Find the line that contains "Practice step: identify the dry"; then retype it and each line after it, exactly, through the final line of the data below.

-------- Supplied records --------

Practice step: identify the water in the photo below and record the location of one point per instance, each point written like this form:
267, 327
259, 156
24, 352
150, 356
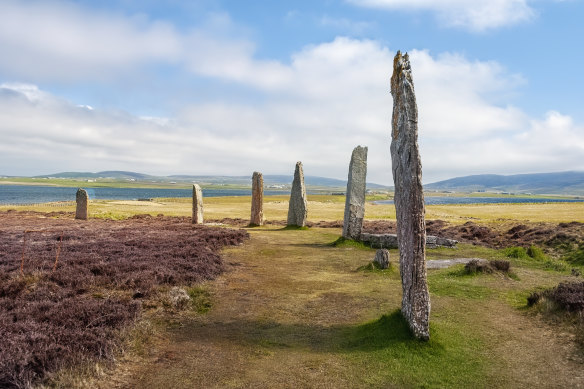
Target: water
441, 200
22, 194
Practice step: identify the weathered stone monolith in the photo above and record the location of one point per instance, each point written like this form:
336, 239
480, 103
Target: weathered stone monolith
82, 199
409, 198
355, 198
197, 204
298, 210
257, 199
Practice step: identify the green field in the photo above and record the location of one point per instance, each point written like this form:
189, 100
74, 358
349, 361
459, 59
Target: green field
295, 311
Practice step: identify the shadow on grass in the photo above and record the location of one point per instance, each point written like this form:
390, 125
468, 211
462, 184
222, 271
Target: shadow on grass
386, 332
344, 242
389, 331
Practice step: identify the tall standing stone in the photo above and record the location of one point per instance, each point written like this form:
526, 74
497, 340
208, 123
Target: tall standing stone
355, 199
197, 204
257, 199
409, 198
82, 199
297, 210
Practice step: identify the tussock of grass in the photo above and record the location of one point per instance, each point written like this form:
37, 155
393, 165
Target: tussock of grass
295, 228
448, 282
533, 255
374, 267
200, 299
343, 242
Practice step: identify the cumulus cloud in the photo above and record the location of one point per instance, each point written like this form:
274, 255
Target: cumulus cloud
315, 107
335, 96
476, 15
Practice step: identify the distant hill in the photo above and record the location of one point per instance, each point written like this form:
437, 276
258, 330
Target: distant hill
311, 181
567, 183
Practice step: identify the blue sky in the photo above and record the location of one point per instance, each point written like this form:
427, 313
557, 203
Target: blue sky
230, 87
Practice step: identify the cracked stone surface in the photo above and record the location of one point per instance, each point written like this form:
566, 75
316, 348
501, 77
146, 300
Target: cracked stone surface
409, 198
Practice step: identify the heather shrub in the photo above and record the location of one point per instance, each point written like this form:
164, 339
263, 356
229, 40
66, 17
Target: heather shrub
53, 319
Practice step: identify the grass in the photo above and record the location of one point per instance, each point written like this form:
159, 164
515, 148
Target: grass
326, 207
292, 298
534, 256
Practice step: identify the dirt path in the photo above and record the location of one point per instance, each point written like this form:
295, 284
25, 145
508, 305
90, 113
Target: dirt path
281, 313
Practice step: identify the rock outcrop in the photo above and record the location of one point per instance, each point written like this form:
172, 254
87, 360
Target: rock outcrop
82, 209
197, 204
409, 198
355, 198
298, 207
257, 200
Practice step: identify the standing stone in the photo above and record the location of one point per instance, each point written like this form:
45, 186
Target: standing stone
409, 198
297, 210
355, 198
257, 199
382, 258
82, 199
197, 204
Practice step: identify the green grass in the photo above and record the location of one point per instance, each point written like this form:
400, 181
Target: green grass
456, 283
535, 257
200, 299
386, 348
343, 242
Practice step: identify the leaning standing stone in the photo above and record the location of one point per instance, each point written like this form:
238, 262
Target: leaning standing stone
197, 204
355, 199
382, 258
409, 198
82, 199
297, 210
257, 199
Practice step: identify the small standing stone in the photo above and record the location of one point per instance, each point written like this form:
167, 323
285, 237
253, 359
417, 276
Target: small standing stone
355, 198
382, 258
197, 204
257, 199
409, 199
82, 199
297, 209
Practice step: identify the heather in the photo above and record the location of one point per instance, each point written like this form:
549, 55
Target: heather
52, 316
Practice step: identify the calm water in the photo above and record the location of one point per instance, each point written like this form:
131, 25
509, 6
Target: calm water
439, 200
21, 194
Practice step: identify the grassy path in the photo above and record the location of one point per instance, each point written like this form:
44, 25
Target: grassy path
294, 312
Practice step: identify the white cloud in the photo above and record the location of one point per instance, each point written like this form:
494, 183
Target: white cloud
347, 25
315, 107
335, 96
476, 15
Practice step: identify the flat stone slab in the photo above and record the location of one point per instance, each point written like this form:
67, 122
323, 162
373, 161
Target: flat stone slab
444, 263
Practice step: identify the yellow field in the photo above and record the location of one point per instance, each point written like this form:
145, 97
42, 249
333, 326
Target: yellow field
323, 207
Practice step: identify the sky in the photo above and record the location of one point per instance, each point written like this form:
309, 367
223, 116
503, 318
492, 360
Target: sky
231, 87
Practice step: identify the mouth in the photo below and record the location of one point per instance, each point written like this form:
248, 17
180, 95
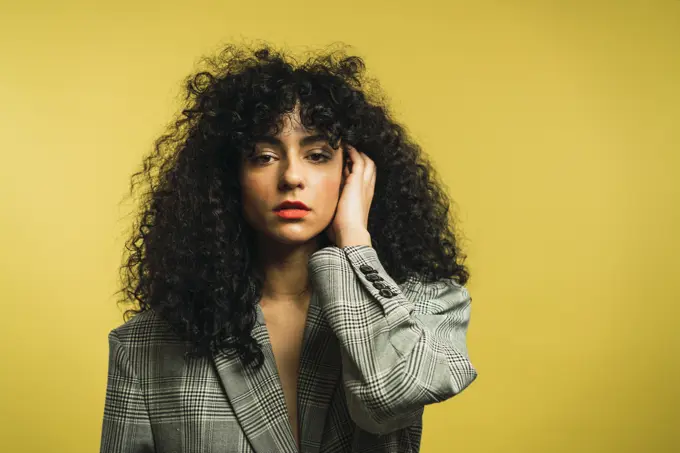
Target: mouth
291, 213
292, 205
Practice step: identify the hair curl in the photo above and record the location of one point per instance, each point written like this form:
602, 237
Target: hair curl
190, 257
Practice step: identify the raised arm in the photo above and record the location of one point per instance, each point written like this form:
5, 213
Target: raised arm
400, 351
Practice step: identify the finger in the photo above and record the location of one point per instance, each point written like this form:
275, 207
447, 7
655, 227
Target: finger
357, 160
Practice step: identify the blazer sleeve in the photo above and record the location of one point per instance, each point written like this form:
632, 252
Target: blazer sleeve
126, 427
398, 354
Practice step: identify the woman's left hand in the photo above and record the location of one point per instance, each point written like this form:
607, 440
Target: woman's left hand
350, 223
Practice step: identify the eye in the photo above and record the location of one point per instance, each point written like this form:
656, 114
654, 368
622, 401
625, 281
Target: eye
319, 157
259, 159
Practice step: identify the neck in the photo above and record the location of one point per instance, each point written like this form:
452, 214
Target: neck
285, 271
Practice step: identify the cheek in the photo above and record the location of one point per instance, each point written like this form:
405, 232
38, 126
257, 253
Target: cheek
330, 190
255, 196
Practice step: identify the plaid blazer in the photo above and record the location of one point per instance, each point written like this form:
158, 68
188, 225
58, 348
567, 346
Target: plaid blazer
374, 354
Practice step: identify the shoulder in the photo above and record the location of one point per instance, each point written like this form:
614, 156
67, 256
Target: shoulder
144, 328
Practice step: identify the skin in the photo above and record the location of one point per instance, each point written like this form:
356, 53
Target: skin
312, 173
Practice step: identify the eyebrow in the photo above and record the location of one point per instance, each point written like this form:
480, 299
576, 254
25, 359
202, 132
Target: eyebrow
304, 141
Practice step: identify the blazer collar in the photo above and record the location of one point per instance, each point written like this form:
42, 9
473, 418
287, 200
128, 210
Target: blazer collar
256, 396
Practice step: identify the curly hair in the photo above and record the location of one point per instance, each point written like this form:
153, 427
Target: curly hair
190, 256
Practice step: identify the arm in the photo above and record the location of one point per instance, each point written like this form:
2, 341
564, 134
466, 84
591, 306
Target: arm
398, 354
126, 427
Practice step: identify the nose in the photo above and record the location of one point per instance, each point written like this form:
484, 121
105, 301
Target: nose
291, 175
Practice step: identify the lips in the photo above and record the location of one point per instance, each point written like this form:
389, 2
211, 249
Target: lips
298, 205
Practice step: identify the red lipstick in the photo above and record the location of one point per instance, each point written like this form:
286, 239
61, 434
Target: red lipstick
292, 209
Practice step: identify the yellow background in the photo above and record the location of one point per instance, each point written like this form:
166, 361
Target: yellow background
555, 125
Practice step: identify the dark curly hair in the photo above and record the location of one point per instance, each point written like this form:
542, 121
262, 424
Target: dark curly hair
190, 256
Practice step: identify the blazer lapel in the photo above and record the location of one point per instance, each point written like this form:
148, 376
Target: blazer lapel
320, 371
257, 397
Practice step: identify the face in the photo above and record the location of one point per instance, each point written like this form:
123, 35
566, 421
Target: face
295, 165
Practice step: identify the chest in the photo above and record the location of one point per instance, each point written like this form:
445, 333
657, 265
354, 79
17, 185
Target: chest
286, 333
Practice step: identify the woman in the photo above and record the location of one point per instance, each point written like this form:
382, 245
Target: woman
297, 278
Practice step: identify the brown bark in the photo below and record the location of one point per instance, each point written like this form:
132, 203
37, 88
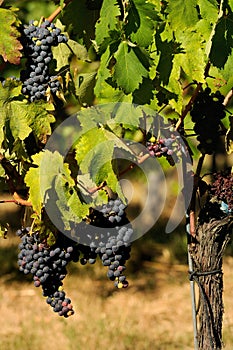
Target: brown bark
213, 233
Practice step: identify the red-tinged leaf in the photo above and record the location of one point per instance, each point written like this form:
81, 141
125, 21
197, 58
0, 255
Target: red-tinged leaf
10, 45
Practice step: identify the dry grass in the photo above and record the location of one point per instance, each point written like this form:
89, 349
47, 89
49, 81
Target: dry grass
153, 313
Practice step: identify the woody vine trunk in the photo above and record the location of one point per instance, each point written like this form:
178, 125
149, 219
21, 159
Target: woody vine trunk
212, 235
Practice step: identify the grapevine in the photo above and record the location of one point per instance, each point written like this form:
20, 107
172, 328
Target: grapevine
93, 91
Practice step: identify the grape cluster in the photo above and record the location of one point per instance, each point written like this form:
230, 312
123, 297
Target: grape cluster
168, 147
114, 251
37, 41
206, 113
222, 188
48, 267
113, 210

--------

[Written answer]
Practice step: identify the dry grass in the photo above and record the location of one point per instance, each point written like this form:
89, 349
47, 89
49, 81
Target: dry grass
153, 313
Practice step: identify the woody vine trunk in the photo above and record the location of one point per instance, each point written like this form:
178, 125
149, 219
21, 159
Target: woody vine trunk
212, 235
Practice step: identify the grapevine in the photo above and record the location of one point per instance, each point written like this form:
20, 107
172, 328
Target: grapevine
93, 91
Practice step: identify the grape cluster in the photo above and record the location of one point per instance, each point written like this form:
230, 312
123, 297
Target: grape cluster
168, 147
114, 251
37, 41
206, 113
222, 188
48, 267
113, 210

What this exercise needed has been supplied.